*WHAT YOU NEED TO DO:* Return the line containing "the white dress shirt" and every line beneath it through the end of the entries below, unchanged. Pictures stay out.
[Opening GIVEN INFORMATION section]
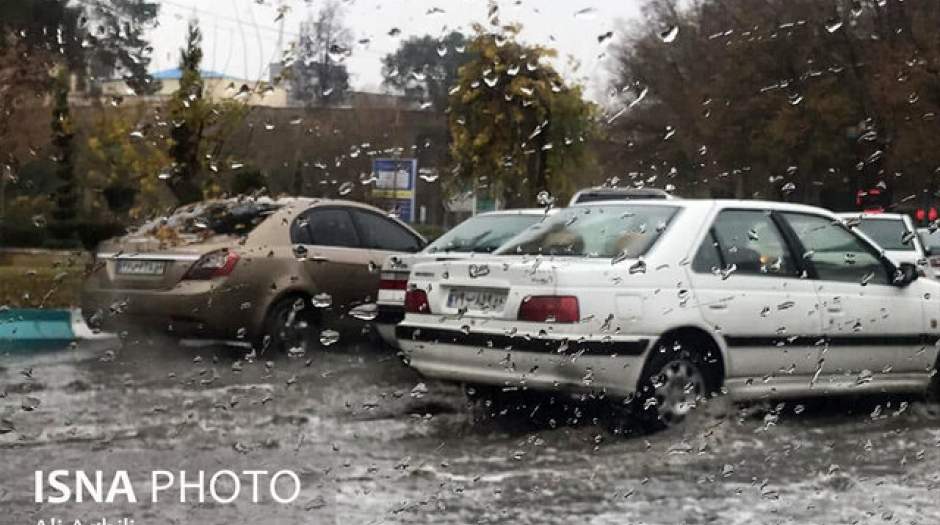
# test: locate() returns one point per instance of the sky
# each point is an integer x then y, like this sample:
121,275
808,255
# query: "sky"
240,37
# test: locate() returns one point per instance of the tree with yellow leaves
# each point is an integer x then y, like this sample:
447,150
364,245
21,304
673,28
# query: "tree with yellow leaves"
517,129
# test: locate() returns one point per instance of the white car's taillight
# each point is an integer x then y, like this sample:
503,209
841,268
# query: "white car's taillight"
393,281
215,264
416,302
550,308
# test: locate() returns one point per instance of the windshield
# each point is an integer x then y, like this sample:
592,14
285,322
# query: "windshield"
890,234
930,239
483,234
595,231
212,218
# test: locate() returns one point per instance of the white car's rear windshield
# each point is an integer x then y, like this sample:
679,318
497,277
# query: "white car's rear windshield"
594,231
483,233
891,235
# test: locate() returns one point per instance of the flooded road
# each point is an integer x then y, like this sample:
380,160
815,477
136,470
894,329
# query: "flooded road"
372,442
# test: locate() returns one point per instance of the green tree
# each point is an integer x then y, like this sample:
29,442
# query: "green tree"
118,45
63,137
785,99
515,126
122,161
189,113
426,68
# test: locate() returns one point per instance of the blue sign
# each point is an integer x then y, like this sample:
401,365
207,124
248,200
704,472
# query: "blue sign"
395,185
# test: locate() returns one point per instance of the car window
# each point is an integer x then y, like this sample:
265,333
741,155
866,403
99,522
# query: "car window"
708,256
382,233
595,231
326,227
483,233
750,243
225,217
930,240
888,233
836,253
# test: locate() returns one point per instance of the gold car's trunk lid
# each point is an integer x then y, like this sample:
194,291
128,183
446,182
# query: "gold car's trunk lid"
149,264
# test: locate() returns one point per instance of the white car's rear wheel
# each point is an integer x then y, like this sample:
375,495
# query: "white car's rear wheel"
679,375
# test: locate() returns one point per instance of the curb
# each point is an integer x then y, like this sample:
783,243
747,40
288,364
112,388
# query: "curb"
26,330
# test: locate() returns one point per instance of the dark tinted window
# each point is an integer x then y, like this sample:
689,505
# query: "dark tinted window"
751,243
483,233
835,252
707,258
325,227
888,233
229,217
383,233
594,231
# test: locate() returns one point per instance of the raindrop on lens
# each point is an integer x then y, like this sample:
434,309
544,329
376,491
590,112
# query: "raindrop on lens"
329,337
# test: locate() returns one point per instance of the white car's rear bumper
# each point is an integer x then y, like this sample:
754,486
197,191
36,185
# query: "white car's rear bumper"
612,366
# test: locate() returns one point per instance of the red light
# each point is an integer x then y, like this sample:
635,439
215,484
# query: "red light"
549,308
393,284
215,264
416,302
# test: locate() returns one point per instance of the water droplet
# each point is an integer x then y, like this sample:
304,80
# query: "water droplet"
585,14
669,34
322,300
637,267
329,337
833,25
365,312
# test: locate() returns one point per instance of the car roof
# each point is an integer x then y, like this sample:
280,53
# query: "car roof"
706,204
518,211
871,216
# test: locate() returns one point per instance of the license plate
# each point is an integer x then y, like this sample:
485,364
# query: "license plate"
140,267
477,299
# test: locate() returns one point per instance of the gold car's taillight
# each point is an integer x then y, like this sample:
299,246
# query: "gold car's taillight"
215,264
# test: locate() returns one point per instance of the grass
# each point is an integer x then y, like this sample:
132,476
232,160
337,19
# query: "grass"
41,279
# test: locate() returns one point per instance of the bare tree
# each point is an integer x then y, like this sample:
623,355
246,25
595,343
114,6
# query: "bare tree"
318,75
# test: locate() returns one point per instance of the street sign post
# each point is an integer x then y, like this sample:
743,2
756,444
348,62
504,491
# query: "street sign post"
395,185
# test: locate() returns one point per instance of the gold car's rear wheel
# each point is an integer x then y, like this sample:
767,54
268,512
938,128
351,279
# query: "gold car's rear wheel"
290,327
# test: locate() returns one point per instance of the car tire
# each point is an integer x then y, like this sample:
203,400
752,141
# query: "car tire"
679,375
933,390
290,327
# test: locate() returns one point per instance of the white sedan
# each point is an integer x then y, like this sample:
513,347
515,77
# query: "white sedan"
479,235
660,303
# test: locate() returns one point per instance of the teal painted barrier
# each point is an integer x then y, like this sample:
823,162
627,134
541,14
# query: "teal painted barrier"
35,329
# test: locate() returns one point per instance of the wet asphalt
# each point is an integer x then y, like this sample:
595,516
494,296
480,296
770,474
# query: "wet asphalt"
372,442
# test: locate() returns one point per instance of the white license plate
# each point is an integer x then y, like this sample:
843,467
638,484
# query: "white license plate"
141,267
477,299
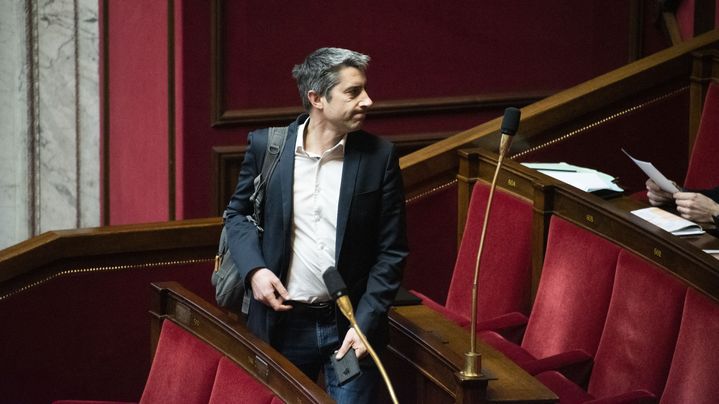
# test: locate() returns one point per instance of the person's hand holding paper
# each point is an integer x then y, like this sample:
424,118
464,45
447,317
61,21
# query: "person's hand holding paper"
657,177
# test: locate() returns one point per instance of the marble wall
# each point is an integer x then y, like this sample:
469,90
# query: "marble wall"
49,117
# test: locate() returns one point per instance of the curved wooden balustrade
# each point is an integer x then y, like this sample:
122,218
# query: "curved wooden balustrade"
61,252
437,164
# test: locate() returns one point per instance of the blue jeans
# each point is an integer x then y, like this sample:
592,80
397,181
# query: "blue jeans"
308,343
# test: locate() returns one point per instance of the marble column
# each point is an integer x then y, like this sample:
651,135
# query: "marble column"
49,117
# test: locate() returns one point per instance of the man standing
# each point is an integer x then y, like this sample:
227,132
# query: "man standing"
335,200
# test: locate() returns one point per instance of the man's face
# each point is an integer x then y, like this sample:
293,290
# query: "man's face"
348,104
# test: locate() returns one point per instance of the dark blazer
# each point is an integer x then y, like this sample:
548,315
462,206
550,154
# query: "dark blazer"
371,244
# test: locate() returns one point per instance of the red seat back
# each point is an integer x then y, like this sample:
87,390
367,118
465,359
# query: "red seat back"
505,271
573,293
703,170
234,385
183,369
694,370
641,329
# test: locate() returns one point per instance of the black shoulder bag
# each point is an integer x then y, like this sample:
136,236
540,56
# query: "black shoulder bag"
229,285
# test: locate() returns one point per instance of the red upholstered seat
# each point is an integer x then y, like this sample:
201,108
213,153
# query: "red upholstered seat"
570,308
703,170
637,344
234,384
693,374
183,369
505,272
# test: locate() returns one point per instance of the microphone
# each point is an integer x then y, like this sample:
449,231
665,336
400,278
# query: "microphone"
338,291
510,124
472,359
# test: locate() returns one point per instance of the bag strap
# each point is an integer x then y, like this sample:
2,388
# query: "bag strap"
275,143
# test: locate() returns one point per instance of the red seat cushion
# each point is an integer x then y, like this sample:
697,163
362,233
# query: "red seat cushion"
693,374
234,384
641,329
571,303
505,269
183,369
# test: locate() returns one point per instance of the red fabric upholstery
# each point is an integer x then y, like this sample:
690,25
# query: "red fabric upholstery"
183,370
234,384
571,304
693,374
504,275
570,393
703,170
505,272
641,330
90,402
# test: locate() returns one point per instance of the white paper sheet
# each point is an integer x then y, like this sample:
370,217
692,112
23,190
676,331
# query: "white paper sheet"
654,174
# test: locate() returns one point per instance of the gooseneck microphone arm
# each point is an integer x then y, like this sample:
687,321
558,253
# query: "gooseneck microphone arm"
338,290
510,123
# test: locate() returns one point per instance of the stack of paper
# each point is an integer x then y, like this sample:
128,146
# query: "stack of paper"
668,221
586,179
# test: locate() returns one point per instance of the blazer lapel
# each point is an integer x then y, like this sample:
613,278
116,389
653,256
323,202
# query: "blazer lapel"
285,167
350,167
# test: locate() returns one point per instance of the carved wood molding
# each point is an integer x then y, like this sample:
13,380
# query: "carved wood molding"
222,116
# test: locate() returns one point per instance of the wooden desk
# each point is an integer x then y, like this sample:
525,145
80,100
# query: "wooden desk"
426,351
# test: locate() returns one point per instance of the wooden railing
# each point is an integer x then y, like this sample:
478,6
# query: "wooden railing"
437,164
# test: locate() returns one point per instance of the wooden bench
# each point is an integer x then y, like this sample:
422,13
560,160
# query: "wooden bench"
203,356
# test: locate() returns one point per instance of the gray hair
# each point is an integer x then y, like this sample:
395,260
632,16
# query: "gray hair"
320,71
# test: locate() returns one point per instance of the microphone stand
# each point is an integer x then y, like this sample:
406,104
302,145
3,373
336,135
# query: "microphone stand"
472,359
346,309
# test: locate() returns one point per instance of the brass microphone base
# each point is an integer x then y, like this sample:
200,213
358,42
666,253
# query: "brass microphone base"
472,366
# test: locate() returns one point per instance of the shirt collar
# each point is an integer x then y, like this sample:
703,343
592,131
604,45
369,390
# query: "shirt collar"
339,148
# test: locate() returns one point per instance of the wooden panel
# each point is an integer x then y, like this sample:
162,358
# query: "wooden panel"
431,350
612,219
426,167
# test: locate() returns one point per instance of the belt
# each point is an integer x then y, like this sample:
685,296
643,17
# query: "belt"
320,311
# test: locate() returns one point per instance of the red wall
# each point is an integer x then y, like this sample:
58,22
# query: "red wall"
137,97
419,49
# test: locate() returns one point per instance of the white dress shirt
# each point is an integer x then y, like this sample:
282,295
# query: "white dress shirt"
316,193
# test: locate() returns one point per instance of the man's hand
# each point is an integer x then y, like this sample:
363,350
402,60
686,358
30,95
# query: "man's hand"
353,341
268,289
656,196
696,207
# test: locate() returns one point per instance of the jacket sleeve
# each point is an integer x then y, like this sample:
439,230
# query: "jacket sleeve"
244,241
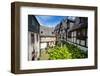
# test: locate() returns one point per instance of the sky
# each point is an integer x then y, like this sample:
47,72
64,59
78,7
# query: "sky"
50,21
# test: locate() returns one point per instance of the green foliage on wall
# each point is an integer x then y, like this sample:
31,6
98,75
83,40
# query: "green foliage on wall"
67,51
[Closing GIVEN INFORMATION section]
*RESPONSE BOX:*
# test: locate() returns one point per instance of the white dress shirt
# each point is an integer x then y, like this sample:
282,295
# query: "white dress shirt"
316,193
# test: locate() returns one point per instance of the man's hand
# each point is an integer x then y, like this sample:
363,350
402,60
686,358
30,95
# query: "man's hand"
353,341
268,289
656,196
696,207
# test: locate() returns one point per instance of the jacket sleeve
# each point is an integer x then y, like this sample:
439,230
# query: "jacket sleeve"
244,241
# test: locate() returns one point per instance of the sky
# each point is an integer x then y, like this sample:
47,72
64,59
78,7
# query: "sky"
50,21
# test: locate() returns one point per instance of the green foliage on wall
# each point is an integer x then y, like this sample:
31,6
98,75
83,40
# query: "green foliage on wall"
67,51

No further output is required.